» **Data to use**
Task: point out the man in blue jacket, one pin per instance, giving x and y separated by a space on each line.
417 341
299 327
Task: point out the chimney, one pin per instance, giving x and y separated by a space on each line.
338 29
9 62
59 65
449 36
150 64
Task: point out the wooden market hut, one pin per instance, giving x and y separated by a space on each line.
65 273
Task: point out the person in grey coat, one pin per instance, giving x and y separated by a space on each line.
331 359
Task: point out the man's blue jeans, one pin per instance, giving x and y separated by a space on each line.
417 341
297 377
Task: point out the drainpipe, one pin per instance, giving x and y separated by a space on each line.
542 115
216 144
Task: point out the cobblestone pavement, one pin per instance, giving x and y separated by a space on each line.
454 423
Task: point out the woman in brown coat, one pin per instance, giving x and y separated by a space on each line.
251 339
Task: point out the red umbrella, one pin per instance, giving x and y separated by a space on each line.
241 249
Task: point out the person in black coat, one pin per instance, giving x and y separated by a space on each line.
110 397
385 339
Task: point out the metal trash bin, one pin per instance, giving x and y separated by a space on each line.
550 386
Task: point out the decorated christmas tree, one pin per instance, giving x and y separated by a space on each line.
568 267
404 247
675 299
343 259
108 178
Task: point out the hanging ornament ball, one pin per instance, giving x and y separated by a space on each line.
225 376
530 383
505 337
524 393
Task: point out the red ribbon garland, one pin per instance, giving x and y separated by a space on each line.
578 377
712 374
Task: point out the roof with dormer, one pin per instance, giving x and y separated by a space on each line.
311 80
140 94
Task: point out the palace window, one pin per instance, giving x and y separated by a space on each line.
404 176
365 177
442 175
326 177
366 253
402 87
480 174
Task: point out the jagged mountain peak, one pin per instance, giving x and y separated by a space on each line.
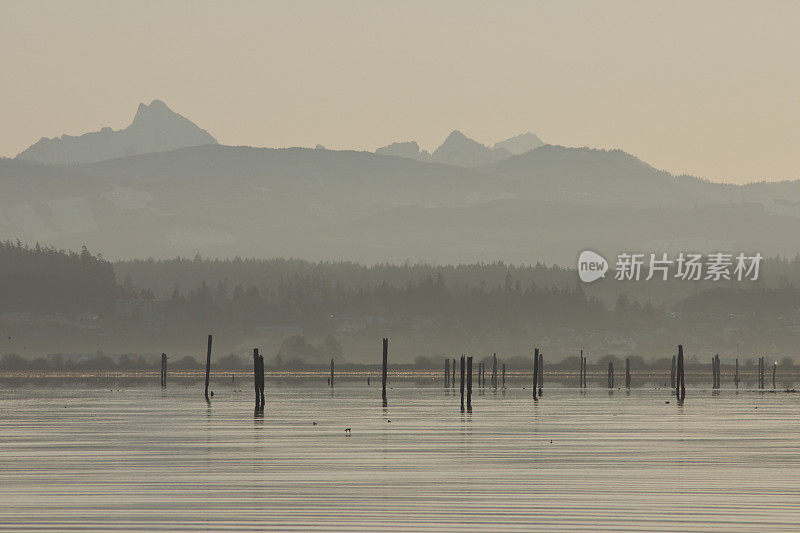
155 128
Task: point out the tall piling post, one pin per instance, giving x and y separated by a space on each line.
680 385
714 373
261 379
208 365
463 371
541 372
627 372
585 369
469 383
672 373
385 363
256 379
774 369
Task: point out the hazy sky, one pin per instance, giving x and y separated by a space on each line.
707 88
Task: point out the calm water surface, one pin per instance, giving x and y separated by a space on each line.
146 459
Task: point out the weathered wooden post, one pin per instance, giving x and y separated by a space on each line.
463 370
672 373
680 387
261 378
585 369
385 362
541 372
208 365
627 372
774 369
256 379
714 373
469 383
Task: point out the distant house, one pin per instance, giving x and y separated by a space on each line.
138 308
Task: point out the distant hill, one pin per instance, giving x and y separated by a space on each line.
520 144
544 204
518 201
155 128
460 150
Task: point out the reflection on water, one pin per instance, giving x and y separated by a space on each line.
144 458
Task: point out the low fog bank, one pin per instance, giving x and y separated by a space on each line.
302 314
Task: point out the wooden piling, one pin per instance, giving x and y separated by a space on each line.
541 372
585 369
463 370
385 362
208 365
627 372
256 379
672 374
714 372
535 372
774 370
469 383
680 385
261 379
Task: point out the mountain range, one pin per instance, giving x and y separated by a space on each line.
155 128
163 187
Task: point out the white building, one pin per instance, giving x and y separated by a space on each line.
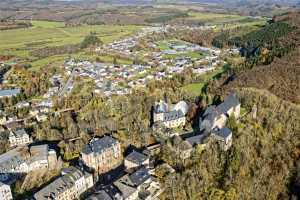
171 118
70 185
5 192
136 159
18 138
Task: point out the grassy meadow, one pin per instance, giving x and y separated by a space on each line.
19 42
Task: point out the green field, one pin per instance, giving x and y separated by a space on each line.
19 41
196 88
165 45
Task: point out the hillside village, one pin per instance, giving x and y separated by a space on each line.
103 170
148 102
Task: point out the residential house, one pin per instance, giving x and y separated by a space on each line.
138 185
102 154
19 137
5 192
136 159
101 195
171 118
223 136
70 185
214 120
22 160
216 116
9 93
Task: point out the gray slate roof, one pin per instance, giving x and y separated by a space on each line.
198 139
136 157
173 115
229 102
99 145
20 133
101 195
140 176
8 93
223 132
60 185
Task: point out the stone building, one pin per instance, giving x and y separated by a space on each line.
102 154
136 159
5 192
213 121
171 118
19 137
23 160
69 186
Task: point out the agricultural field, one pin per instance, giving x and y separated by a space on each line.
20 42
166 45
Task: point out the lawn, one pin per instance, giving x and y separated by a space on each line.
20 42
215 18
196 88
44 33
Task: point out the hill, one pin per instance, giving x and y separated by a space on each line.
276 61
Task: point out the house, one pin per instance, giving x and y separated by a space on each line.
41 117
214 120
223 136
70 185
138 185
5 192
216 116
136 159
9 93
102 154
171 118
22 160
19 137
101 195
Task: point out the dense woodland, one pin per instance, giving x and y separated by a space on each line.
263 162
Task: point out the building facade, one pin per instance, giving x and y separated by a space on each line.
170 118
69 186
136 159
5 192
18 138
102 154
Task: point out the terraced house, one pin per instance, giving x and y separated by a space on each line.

» **Problem to solve**
Output the records above unchanged, minus their pictures.

» **Solution**
Task: point out the man in blue jacket, one pin per instance, giving x and y separated by a space on each line.
417 341
299 327
Task: point out the chimney, one pin per instance, giving x and y separated by a space on each line.
338 29
9 62
59 65
449 36
150 64
Task: point out the wooden market hut, one pin per instance, giving x and y separated by a space on each line.
65 273
Task: point out the person in grey coat, one pin per instance, giving x and y separated by a space on each line.
331 359
Task: point out the man's blue jeans, one pin per instance, giving x and y separated by a space on each line.
417 341
297 377
Task: point out the drainpipe, one pin per instance, giving x and y separated by a space on each line.
542 115
216 144
Task: point out the cobblestone pavement, one pin per instance, giving x and y separated by a space on each line.
454 423
Task: point out the woman in brown coat, one pin per instance, giving x and y separated by a space on each line.
251 339
Task: point out the red umbrella, one pin per instance, giving x and y separated by a space on each line.
241 249
Task: point out the person in black coat, one pin per instance, giving x and y separated by a space on each line.
110 397
385 339
Task: point out the metal trash bin, one pin per instance, giving x and y separated by a space on each line.
550 386
Task: point out the decorated christmas tree, one pin per instance, giving x and y separated by a space on each line.
568 267
404 247
675 299
343 259
108 178
Task: point out the hanging ornament ball, one pin per instance, giving x and y separated by a space on each line.
225 376
530 383
505 337
524 393
Task: point out the red ribbon garland, one pin per instance, giving x and y separated by a space on each line.
578 377
712 374
Task: point out the roof with dormer, one pin per instance, giving x and y separated by a space on each line.
311 80
140 94
Task: point out the palace window, one pin per instance, giving x and y separated by a space on each line.
404 176
365 177
442 175
326 177
366 253
402 87
480 174
Task: point out the jagged mountain peak, one pin per instance, giving x and y separated by a space on each line.
155 128
Task: point out the tall piling post, one pin per instance, giving x and y separated by a space on each line.
680 385
714 373
261 379
208 365
463 371
541 372
627 372
585 369
469 383
672 373
385 363
256 379
774 369
Task: point out the hazy sky, one pin per instance, giving x and y separated by a space on each line.
707 88
Task: point out the calm water surface, one pin per instance, giving x and y separated by a space on each line.
146 459
Task: point out the weathered wooden post, one pin per instance, giving x and y separated by a space on each line.
463 370
672 373
680 387
261 378
585 369
385 362
541 372
208 365
627 372
774 369
256 379
714 373
469 383
Task: point out the distant house, one pin per instance, giving x and y separated by a space on each line.
138 308
Task: point out the distant hill, one pin per instance, giving x and y separated by a space on each line.
520 144
544 204
518 201
155 128
460 150
Task: point out the reflection on water, one pin per instance, giving x and y separated by a space on each line.
144 458
Task: point out the low fog bank, one pin per instance, giving x and y separated by a space on each line.
302 314
Task: point out the wooden piling, one pin per instance, giving x and y separated by a space on each line.
541 372
585 369
463 370
385 362
208 365
627 372
256 379
672 374
714 372
535 372
774 370
469 383
680 385
261 379
Task: point out the mountain range, one pin per instance, giving x and y separated by a space on each line.
155 128
163 187
Task: point out the white building, one pin per instance, giving x and y separated by a space on each line.
171 118
70 185
5 192
136 159
18 138
Task: point out the grassy meadow, one pin per instance, giving x and y separated by a space on each line.
19 42
Task: point out the green field, one pin per instance, giving x and y separated by a space on each line.
19 41
196 88
165 45
Task: point out the hillside village, one pin per instance, giving x and y separated by a space on each line.
103 170
148 102
Task: point out the residential house, one pin per instance, giving x and y separated by a space on each line.
138 185
102 154
19 137
5 192
136 159
101 195
171 118
223 136
70 185
214 120
22 160
216 116
9 93
Task: point out the gray slate roof, one pin per instance, giving x and y separated by a space on each line.
198 139
136 157
173 115
229 102
99 145
20 133
101 195
140 176
8 93
223 132
60 185
Task: point out the stone building, one pin per instance, giving x and y separated by a space on each line.
102 154
136 159
5 192
213 121
171 118
19 137
23 160
69 186
Task: point out the agricultural field, one pin per instance, giving x and y separated by a space on each line.
20 42
166 45
Task: point out the lawn, one pin per instance, giving x and y separated by a space on each line.
20 42
215 18
196 88
44 33
Task: point out the hill, one pin per instance, giving x and y separated by a space on each line.
276 61
Task: point out the house, one pin per instance, giving x and y separated by a space on each line.
41 117
214 120
223 136
70 185
138 185
5 192
216 116
136 159
9 93
102 154
171 118
22 160
19 137
101 195
Task: point out the dense woodland, one pin per instance, giving x and y separated by a space on each line.
263 162
Task: point out the building facade, one pin per instance, giving x and y separated by a space on each line.
170 118
69 186
136 159
5 192
18 138
102 154
Task: point out the terraced house, one pin per instance, giving x and y separated by a space on each line.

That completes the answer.